━━ Data shown

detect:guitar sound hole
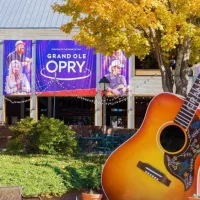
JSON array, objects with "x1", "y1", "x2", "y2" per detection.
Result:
[{"x1": 160, "y1": 125, "x2": 185, "y2": 153}]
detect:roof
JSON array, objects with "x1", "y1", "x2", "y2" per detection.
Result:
[{"x1": 0, "y1": 0, "x2": 71, "y2": 29}]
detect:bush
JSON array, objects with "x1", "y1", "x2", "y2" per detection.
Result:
[
  {"x1": 7, "y1": 116, "x2": 77, "y2": 154},
  {"x1": 0, "y1": 154, "x2": 108, "y2": 197}
]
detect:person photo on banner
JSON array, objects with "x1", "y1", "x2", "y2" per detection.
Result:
[
  {"x1": 105, "y1": 60, "x2": 128, "y2": 95},
  {"x1": 7, "y1": 40, "x2": 32, "y2": 80},
  {"x1": 103, "y1": 49, "x2": 126, "y2": 68},
  {"x1": 5, "y1": 60, "x2": 30, "y2": 95}
]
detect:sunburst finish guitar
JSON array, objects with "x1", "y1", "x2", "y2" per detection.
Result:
[{"x1": 102, "y1": 75, "x2": 200, "y2": 200}]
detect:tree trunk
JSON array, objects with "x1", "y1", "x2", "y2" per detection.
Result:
[{"x1": 174, "y1": 38, "x2": 192, "y2": 97}]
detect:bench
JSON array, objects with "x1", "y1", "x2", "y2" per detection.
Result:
[{"x1": 0, "y1": 186, "x2": 42, "y2": 200}]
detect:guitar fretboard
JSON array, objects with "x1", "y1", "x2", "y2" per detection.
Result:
[{"x1": 174, "y1": 74, "x2": 200, "y2": 129}]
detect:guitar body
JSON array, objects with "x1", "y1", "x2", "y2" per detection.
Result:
[{"x1": 102, "y1": 93, "x2": 200, "y2": 200}]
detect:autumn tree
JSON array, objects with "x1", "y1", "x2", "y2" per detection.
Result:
[{"x1": 52, "y1": 0, "x2": 200, "y2": 96}]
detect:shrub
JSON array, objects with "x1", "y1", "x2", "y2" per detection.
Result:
[
  {"x1": 0, "y1": 154, "x2": 108, "y2": 197},
  {"x1": 7, "y1": 116, "x2": 77, "y2": 154},
  {"x1": 7, "y1": 117, "x2": 36, "y2": 154}
]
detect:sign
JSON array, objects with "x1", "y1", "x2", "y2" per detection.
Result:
[
  {"x1": 36, "y1": 40, "x2": 96, "y2": 96},
  {"x1": 3, "y1": 40, "x2": 32, "y2": 95},
  {"x1": 101, "y1": 50, "x2": 129, "y2": 96}
]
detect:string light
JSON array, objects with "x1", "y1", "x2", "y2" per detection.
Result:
[{"x1": 4, "y1": 74, "x2": 157, "y2": 105}]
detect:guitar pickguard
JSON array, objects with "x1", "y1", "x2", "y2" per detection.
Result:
[{"x1": 164, "y1": 115, "x2": 200, "y2": 190}]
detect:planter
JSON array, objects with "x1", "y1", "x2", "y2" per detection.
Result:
[{"x1": 82, "y1": 193, "x2": 103, "y2": 200}]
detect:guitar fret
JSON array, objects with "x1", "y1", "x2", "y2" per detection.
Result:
[
  {"x1": 189, "y1": 96, "x2": 199, "y2": 105},
  {"x1": 174, "y1": 119, "x2": 188, "y2": 128},
  {"x1": 191, "y1": 88, "x2": 199, "y2": 92},
  {"x1": 185, "y1": 99, "x2": 199, "y2": 107},
  {"x1": 194, "y1": 83, "x2": 200, "y2": 87},
  {"x1": 176, "y1": 116, "x2": 190, "y2": 123},
  {"x1": 176, "y1": 115, "x2": 191, "y2": 122},
  {"x1": 183, "y1": 100, "x2": 198, "y2": 112},
  {"x1": 190, "y1": 92, "x2": 200, "y2": 100},
  {"x1": 181, "y1": 107, "x2": 194, "y2": 116},
  {"x1": 174, "y1": 74, "x2": 200, "y2": 129}
]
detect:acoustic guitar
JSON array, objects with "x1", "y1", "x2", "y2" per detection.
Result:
[{"x1": 102, "y1": 75, "x2": 200, "y2": 200}]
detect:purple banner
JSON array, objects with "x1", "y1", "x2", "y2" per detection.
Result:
[
  {"x1": 101, "y1": 50, "x2": 129, "y2": 96},
  {"x1": 36, "y1": 40, "x2": 96, "y2": 95},
  {"x1": 3, "y1": 40, "x2": 32, "y2": 95}
]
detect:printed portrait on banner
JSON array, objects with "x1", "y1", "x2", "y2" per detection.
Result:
[
  {"x1": 101, "y1": 50, "x2": 129, "y2": 96},
  {"x1": 3, "y1": 40, "x2": 32, "y2": 95},
  {"x1": 36, "y1": 40, "x2": 96, "y2": 96}
]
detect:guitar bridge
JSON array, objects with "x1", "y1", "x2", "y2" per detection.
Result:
[{"x1": 137, "y1": 161, "x2": 171, "y2": 187}]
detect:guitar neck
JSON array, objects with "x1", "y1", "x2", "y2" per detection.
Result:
[{"x1": 174, "y1": 74, "x2": 200, "y2": 129}]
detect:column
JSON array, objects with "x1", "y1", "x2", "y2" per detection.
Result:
[
  {"x1": 94, "y1": 53, "x2": 102, "y2": 126},
  {"x1": 30, "y1": 41, "x2": 38, "y2": 121},
  {"x1": 127, "y1": 56, "x2": 135, "y2": 128},
  {"x1": 0, "y1": 41, "x2": 6, "y2": 124},
  {"x1": 47, "y1": 97, "x2": 53, "y2": 118}
]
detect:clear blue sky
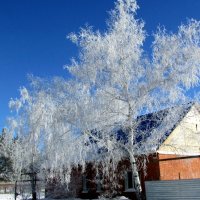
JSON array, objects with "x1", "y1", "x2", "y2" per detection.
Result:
[{"x1": 0, "y1": 0, "x2": 200, "y2": 129}]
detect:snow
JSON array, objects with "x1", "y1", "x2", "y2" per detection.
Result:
[{"x1": 0, "y1": 194, "x2": 128, "y2": 200}]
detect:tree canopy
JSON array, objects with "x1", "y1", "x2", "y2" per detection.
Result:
[{"x1": 5, "y1": 0, "x2": 200, "y2": 197}]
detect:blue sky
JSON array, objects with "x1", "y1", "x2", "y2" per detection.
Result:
[{"x1": 0, "y1": 0, "x2": 200, "y2": 129}]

━━━━

### Set exercise
Gather every line in the items above that contains the word "blue".

### Correct answer
detect:clear blue sky
detect:blue sky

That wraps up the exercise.